GOAL:
Render the rows below as a two-column CSV with the header instruction,points and one line per row. Put each row's text under instruction and its answer under points, wrapping each field in quotes and replacing line breaks with spaces.

ENTRIES SUPPLIED:

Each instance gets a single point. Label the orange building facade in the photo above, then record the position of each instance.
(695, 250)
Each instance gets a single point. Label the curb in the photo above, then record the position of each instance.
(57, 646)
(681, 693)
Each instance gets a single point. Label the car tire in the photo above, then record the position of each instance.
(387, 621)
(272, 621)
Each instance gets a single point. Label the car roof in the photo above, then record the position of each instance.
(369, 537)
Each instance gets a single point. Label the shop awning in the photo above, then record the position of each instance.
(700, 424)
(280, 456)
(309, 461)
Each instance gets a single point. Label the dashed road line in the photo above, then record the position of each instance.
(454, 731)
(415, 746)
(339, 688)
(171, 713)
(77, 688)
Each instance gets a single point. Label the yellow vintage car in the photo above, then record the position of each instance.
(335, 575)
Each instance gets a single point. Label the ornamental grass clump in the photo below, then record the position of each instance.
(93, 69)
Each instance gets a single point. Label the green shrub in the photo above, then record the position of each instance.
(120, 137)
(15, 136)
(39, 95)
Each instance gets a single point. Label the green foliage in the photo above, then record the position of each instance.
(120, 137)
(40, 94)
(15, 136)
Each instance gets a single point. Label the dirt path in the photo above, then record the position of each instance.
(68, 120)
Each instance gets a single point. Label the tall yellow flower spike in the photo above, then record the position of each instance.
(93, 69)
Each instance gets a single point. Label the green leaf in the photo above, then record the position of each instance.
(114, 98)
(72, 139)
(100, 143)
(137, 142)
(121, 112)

THE ANSWER:
instruction,points
"Each instance gets a single point. Label the orange building facade in the photo above, then record the position of each instance.","(695, 250)"
"Each instance gets a single point. Label the curb in the photo above, then record the position of each instance.","(57, 646) (681, 693)"
"Each instance gets a single point. Label the car tire in the photo above, then record the position of each instance.","(387, 621) (272, 621)"
"Each instance gets a single point. Label the car roof in the photo above, then record the position of each instance.","(369, 537)"
"Each instance gets a single point. Label the shop awning in the photo above, then record the position of each instance.","(700, 424) (280, 456) (309, 461)"
"Each instance gets a single point. Label the dashed road line in the photo above, then record the position of each instance.","(454, 731) (415, 746) (339, 688) (171, 713) (77, 688)"
"Each instance gets a single point. Label the yellow vintage car in the photo above, then record the position of each instance.","(335, 575)"
"Each instance gets a single point. Label the ornamental grass clump in the photo below, then record the position of each instance.","(93, 69)"
"Each instance gets a single point. Label the green shrub in the photo above, then record the position of each instance.","(120, 137) (15, 136) (39, 95)"
"Each instance gets a single point. Label the green foliage in the photo above, then record the position of each instance.","(120, 137) (40, 94) (15, 136)"
"Each instance gets a single point. Label the dirt path in the photo above, then record the position of each instance.","(68, 120)"
"Each instance gets a single point. Label the tall yellow flower spike in the photo above, then record the position of each instance.","(93, 69)"
"Each instance gets a single point. Label the green leaf in the photo above, then record the position of each instance.","(114, 98) (72, 139) (100, 143) (137, 142) (121, 112)"